• **Your assignment**
What's wanted is the full listing, reproduced exactly.

• **Data shown**
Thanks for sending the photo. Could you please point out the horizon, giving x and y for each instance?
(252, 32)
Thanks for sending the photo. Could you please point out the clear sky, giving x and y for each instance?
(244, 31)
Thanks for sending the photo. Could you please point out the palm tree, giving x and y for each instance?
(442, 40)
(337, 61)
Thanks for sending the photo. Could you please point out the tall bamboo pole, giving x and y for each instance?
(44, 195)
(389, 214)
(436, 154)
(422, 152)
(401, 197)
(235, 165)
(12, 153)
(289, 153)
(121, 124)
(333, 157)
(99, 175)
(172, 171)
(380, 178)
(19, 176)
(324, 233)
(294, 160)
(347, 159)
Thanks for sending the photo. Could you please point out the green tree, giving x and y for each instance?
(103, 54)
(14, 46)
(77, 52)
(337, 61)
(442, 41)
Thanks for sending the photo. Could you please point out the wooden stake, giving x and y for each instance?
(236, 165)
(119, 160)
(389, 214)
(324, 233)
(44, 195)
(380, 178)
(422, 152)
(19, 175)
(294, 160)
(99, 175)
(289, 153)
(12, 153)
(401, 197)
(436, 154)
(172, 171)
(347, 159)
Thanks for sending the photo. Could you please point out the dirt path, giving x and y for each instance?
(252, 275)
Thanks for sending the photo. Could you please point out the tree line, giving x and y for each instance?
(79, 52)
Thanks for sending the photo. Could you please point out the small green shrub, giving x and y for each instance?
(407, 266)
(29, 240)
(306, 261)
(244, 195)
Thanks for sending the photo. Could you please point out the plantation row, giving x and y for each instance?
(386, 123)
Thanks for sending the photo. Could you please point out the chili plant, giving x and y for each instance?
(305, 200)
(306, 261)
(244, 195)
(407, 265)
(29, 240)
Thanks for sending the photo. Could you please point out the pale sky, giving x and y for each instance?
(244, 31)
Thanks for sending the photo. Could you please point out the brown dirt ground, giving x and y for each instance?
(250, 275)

• **Problem solution**
Thanks for sending the photo. Could you please point out the horizon, giving x and y for each instance?
(252, 32)
Thanks for sending the photo. Could you please point out the clear sky, giving x and y for each instance?
(244, 31)
Thanks for sending the photo. Could you please point out the palm tree, giving x and y for each instance?
(442, 40)
(337, 61)
Thanks for sending the photo. Could you please point out the tall bamboo pole, giving x and y for each instance?
(44, 195)
(389, 214)
(436, 154)
(422, 152)
(401, 197)
(235, 165)
(12, 153)
(289, 153)
(121, 124)
(333, 157)
(99, 175)
(172, 171)
(380, 178)
(19, 176)
(324, 233)
(294, 160)
(347, 159)
Thanks for sending the photo. Could you please point out the green tree, giving x and y for each instance?
(103, 54)
(14, 46)
(77, 52)
(337, 61)
(442, 41)
Thanks for sending the photo. Could you please point out the wooden stake, giving x and y for each instance?
(236, 165)
(119, 160)
(389, 214)
(324, 233)
(44, 195)
(380, 178)
(422, 152)
(19, 175)
(294, 160)
(99, 175)
(289, 153)
(12, 153)
(401, 197)
(436, 154)
(172, 171)
(347, 159)
Thanks for sending the photo. Could you please point out the dirt path, giving x and y for each instance?
(252, 275)
Thanks for sending the photo. Could you please point out the tree line, giving x and y for each instance?
(79, 52)
Thanks for sending the photo. Could you please point out the small green shrub, giving x and y for each instance?
(407, 266)
(29, 240)
(306, 261)
(244, 195)
Thanks for sending the photo. Could you please point out the plantation row, giving x and y for each instance?
(386, 123)
Thanks for sending the photo. Could you please point out the chili plant, giving x and y for each instance?
(305, 200)
(306, 261)
(244, 195)
(407, 265)
(29, 240)
Thanks for sending the photo. Could you please point out the pale sky, giving x and y for each instance?
(244, 31)
Thanks for sending the photo. Could you please point out the brown dirt ground, giving x and y for each instance?
(250, 275)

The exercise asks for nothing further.